(Input begins)

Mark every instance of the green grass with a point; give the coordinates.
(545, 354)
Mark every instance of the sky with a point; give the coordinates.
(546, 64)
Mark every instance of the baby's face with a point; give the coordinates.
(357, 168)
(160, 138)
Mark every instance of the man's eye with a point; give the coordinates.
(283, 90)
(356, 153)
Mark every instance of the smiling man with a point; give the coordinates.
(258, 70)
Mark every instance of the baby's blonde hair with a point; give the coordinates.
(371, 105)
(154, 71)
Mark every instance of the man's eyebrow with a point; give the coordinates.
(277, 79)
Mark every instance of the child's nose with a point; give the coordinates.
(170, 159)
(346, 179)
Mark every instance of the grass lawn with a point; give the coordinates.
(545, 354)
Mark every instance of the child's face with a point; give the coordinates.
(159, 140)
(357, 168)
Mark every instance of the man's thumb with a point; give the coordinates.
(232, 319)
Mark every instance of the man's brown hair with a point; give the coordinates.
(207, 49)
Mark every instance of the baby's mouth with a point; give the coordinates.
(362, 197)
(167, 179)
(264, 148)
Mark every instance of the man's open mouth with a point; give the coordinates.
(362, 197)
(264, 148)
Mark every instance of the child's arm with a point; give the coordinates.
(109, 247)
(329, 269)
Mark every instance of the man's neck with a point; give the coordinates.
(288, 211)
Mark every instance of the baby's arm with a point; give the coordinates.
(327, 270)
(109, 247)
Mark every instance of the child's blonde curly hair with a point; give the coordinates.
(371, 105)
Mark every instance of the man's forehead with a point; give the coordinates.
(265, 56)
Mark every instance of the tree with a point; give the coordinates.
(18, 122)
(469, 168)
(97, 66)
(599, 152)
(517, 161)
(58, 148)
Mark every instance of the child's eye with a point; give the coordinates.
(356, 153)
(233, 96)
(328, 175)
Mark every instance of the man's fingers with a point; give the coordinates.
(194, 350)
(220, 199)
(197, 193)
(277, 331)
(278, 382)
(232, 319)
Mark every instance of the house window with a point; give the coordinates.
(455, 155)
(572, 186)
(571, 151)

(Input ends)
(Input begins)

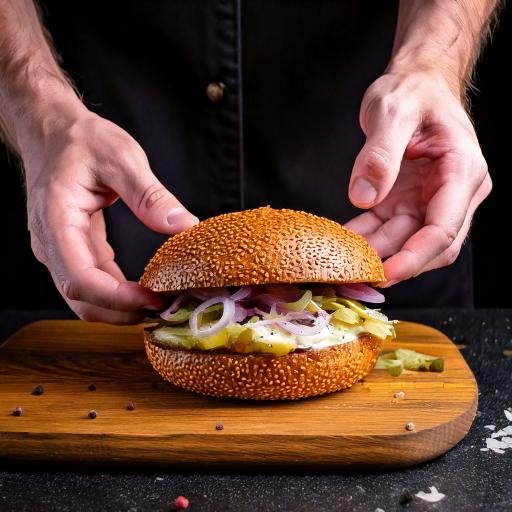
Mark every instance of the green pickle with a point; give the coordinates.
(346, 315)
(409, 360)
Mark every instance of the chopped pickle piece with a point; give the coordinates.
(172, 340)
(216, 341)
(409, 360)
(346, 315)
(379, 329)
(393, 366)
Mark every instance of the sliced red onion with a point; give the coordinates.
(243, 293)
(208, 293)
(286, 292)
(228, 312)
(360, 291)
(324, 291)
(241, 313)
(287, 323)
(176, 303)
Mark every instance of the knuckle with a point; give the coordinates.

(Input ends)

## Your task
Give the exact lines, and only those, from the line containing "Mark every instance of the chopped" through the line containing "Mark every instance of the knuckle" in the entries above.

## Reply
Mark every instance of the chopped pickle piece with a point; give the coordinates.
(172, 340)
(216, 341)
(409, 360)
(346, 315)
(379, 329)
(393, 366)
Mark every instance of the sliced red onion with a point; give the coordinates.
(243, 293)
(208, 293)
(286, 292)
(228, 312)
(360, 291)
(324, 291)
(241, 313)
(287, 323)
(176, 303)
Mark every instance of the knuckle with a point; give the coordinates.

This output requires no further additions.